### Excerpt to read
The spring predictability barrier

ENSO forecasters have a name for the uncertainty L’Heureux is describing. It is called the spring predictability barrier, and it refers to the well-documented tendency for ENSO forecasts issued in boreal spring to perform worse than forecasts issued at other times of year. The tropical Pacific in late spring and early summer sits at a transition point where the coupled ocean-atmosphere system is most sensitive to initial conditions, and forecast skill collapses accordingly.

This is not a quibble from skeptics. The World Meteorological Organization, in its most recent Global Seasonal Climate Update, states the issue plainly:

Models indicate that this may be a strong event, but the so-called spring predictability barrier is a challenge for the certainty of forecasts at this time of year.

The WMO is even more cautious about the upper bound:

While some model forecasts indicate the possibility of stronger conditions later in the year, there is currently no consensus or sufficient confidence to confirm or exclude a high-intensity event.

That is the operating expert community describing a forecast that the press is presenting as a near-certainty.

The buried admission

Among the more striking numbers in the current forecast cycle is one that has not received much coverage. The same NOAA office that issued the El Niño Watch, NOAA’s National Centers for Environmental Information, has also issued its outlook for 2026 global temperature rankings.

According to that outlook, there is a 96% probability that 2026 ranks among the five warmest years in the instrumental record.

There is a less than 1% probability that 2026 sets a new record.

That admission deserves a moment. After three years in which “warmest year on record” headlines have followed every January with metronomic regularity, the agency that produces those rankings has now publicly assessed that even with a developing El Niño, even with a 2-in-3 chance of a strong or very strong event, 2026 has effectively no chance of beating the recent peak.

The implication is straightforward. The 2023–2024 spike, the one attributed at the time to everything from anthropogenic forcing to the Hunga Tonga eruption to the IMO 2020 reduction in marine sulfate emissions, has subsided. NCEI now puts the probability of clearing it this year at less than 1%, and the probability of clearing it next year depends entirely on whether the developing El Niño manages to peak in the upper portion of its forecast distribution.

This is the kind of quiet methodological update that ought to inform public framing of climate trends. Instead, it sits under a 96% top-five-warmest headline that obscures the more interesting structural detail.

The 2015-16 precedent

Comparison to the last Super El Niño is worth doing carefully. The 2015–16 event was, in NOAA’s records dating to 1950, the strongest El Niño ever observed. It cleared the 2.0°C Niño-3.4 threshold and remained there for an extended period. By every standard objective metric it was, in fact, super.

The CNN article concedes that even a super event’s predicted impacts do not necessarily materialize:

The 2015-2016 Super El Niño delivered on its reputation of causing serious drought in the Caribbean, but also failed to produce the wetter than average winter it’s known for in Southern California.

[Excerpts from location labeling data]
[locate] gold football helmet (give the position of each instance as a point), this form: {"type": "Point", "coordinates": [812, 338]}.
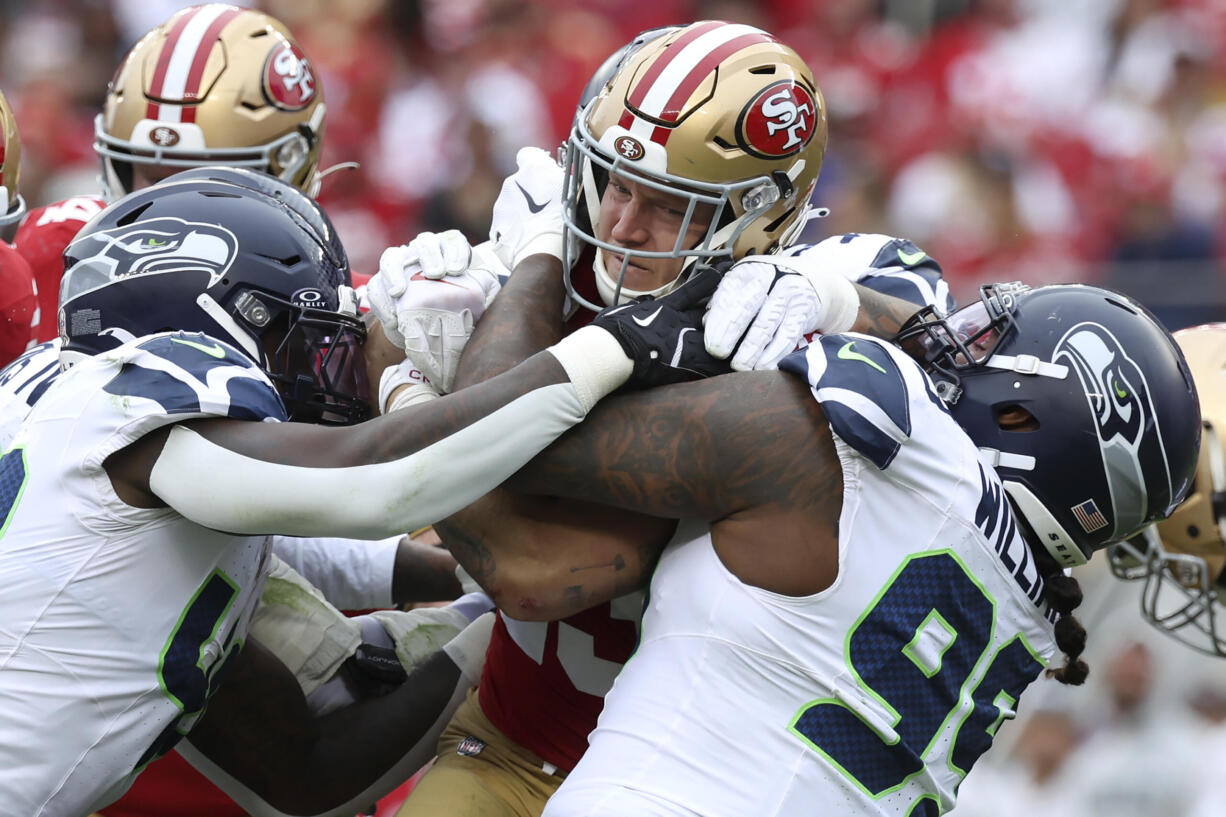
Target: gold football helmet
{"type": "Point", "coordinates": [719, 113]}
{"type": "Point", "coordinates": [1182, 558]}
{"type": "Point", "coordinates": [12, 206]}
{"type": "Point", "coordinates": [212, 85]}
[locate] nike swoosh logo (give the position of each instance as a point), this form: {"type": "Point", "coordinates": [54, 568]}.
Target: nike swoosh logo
{"type": "Point", "coordinates": [421, 276]}
{"type": "Point", "coordinates": [847, 353]}
{"type": "Point", "coordinates": [532, 205]}
{"type": "Point", "coordinates": [212, 351]}
{"type": "Point", "coordinates": [681, 346]}
{"type": "Point", "coordinates": [646, 322]}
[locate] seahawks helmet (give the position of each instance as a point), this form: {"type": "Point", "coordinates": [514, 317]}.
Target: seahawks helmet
{"type": "Point", "coordinates": [236, 254]}
{"type": "Point", "coordinates": [1182, 560]}
{"type": "Point", "coordinates": [1080, 400]}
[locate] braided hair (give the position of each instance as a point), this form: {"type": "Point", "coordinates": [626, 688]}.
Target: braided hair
{"type": "Point", "coordinates": [1063, 594]}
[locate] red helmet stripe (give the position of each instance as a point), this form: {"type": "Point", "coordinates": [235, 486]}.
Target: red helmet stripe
{"type": "Point", "coordinates": [191, 88]}
{"type": "Point", "coordinates": [662, 61]}
{"type": "Point", "coordinates": [163, 60]}
{"type": "Point", "coordinates": [694, 79]}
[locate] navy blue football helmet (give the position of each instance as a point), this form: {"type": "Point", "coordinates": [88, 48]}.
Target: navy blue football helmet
{"type": "Point", "coordinates": [239, 255]}
{"type": "Point", "coordinates": [1108, 432]}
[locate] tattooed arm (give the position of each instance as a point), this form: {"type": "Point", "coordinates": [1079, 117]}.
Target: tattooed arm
{"type": "Point", "coordinates": [882, 315]}
{"type": "Point", "coordinates": [541, 557]}
{"type": "Point", "coordinates": [749, 452]}
{"type": "Point", "coordinates": [524, 319]}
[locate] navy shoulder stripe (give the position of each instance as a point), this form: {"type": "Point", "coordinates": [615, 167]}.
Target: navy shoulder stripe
{"type": "Point", "coordinates": [862, 394]}
{"type": "Point", "coordinates": [200, 375]}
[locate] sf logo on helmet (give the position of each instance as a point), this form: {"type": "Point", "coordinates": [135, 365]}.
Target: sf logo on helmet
{"type": "Point", "coordinates": [156, 245]}
{"type": "Point", "coordinates": [288, 79]}
{"type": "Point", "coordinates": [779, 122]}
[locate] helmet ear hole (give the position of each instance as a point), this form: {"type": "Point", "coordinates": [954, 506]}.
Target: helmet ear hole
{"type": "Point", "coordinates": [1013, 417]}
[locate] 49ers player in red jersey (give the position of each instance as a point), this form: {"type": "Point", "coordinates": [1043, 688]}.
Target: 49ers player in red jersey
{"type": "Point", "coordinates": [703, 144]}
{"type": "Point", "coordinates": [212, 85]}
{"type": "Point", "coordinates": [20, 314]}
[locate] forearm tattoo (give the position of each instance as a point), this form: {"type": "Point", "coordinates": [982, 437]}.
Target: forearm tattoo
{"type": "Point", "coordinates": [524, 319]}
{"type": "Point", "coordinates": [882, 315]}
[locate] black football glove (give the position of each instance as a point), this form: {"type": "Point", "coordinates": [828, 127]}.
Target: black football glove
{"type": "Point", "coordinates": [663, 336]}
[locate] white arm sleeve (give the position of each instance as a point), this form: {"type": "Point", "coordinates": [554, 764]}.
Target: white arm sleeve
{"type": "Point", "coordinates": [351, 573]}
{"type": "Point", "coordinates": [224, 490]}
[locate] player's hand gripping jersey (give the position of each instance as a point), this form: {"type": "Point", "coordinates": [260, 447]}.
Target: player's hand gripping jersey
{"type": "Point", "coordinates": [949, 629]}
{"type": "Point", "coordinates": [164, 658]}
{"type": "Point", "coordinates": [544, 681]}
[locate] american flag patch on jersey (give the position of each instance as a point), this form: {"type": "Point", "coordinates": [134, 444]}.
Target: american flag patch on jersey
{"type": "Point", "coordinates": [471, 746]}
{"type": "Point", "coordinates": [1089, 515]}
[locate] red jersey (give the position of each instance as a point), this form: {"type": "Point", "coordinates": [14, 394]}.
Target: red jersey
{"type": "Point", "coordinates": [41, 239]}
{"type": "Point", "coordinates": [544, 682]}
{"type": "Point", "coordinates": [19, 306]}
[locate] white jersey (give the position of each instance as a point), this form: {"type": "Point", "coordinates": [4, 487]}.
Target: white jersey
{"type": "Point", "coordinates": [872, 697]}
{"type": "Point", "coordinates": [115, 621]}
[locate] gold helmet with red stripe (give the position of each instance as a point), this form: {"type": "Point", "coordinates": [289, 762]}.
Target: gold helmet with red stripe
{"type": "Point", "coordinates": [12, 206]}
{"type": "Point", "coordinates": [1183, 557]}
{"type": "Point", "coordinates": [722, 114]}
{"type": "Point", "coordinates": [212, 85]}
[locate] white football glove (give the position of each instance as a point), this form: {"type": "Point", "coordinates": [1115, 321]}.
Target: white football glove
{"type": "Point", "coordinates": [432, 318]}
{"type": "Point", "coordinates": [770, 303]}
{"type": "Point", "coordinates": [527, 214]}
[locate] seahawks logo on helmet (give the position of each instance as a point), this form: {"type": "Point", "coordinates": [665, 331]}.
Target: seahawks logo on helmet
{"type": "Point", "coordinates": [156, 245]}
{"type": "Point", "coordinates": [1128, 432]}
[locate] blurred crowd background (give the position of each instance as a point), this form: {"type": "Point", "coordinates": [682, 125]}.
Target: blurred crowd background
{"type": "Point", "coordinates": [1042, 140]}
{"type": "Point", "coordinates": [1035, 140]}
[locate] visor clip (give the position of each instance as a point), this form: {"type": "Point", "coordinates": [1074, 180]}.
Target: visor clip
{"type": "Point", "coordinates": [785, 184]}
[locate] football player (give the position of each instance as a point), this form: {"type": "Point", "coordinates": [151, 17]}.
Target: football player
{"type": "Point", "coordinates": [639, 206]}
{"type": "Point", "coordinates": [164, 449]}
{"type": "Point", "coordinates": [1182, 558]}
{"type": "Point", "coordinates": [212, 85]}
{"type": "Point", "coordinates": [19, 306]}
{"type": "Point", "coordinates": [868, 567]}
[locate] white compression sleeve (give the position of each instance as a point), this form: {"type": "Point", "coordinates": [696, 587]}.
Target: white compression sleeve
{"type": "Point", "coordinates": [221, 488]}
{"type": "Point", "coordinates": [351, 573]}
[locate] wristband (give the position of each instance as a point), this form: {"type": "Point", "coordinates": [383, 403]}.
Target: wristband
{"type": "Point", "coordinates": [840, 303]}
{"type": "Point", "coordinates": [595, 363]}
{"type": "Point", "coordinates": [403, 374]}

### Exercise 1
In the passage on El Niño forecasts, what probability does NOAA's National Centers for Environmental Information give that 2026 sets a new global temperature record?
### Exercise 2
Carry the passage on El Niño forecasts forward from its final sentence.
The items have no connection to the passage on El Niño forecasts.

### Final result 1
Less than 1%.

### Final result 2
Southern California’s expected El Niño response, wetter winters, replenished reservoirs, drought relief, is the canonical impact in the popular imagination. The 2015–16 event was the largest El Niño on record. It failed to produce that response.

The CPC’s standard caveat, that strong events make certain impacts “more likely” but do not ensure them, is doing a lot of work here. In the most extreme observed case, in the region with the most widely publicized expected impact, the relationship did not hold. That is the kind of empirical result that should temper confident projections about what a possibly-Super-and-probably-not El Niño will do to weather patterns nine to twelve months out.

One technical change is worth flagging because it affects how this event will be compared to its predecessors. In February 2026, NOAA moved to a relative ONI methodology, in which the Niño-3.4 SST anomaly is computed as the departure from the tropical-mean SST rather than from a fixed climatological base period. The relative index is then rescaled to match the variance of the traditional index.

The motivation is reasonable: with the entire tropics warming, the older absolute-anomaly approach was producing El Niño classifications during periods when the equatorial Pacific was not, in fact, anomalously warm relative to the surrounding ocean. The relative index isolates the actual ENSO signal more cleanly.

The practical effect is that direct comparisons between the 2015–16 event under the old methodology and a possible 2026–27 event under the new methodology require some care. A “Super” classification today is not measuring exactly the same quantity it measured a decade ago. This is a defensible scientific update, but it is worth noting whenever the “strongest on record” framing is invoked.

None of this is to suggest that there is no El Niño developing, or that NOAA’s forecasters are wrong about the probabilities they are publishing. The CPC’s discussions are careful, the probability ranges are reasonable, and the model agreement on emergence by mid-year is broad and consistent.

The issue is the translation layer.

The forecast says: 82% chance of El Niño emerging by July, 96% chance of persistence into winter, 2-in-3 chance of peaking strong or very strong, 1-in-3 chance of clearing the Super threshold, substantial uncertainty in ultimate strength, spring predictability barrier limiting confidence, no expert consensus on high-intensity scenarios, and a less than 1% chance that 2026 sets a new annual temperature record.

The coverage says: “A Super El Niño is coming.”

These are not the same statement. One is a probability distribution with explicit uncertainty bounds drawn by the forecaster running the desk. The other is a declarative claim about a specific outcome at the upper tail of that distribution.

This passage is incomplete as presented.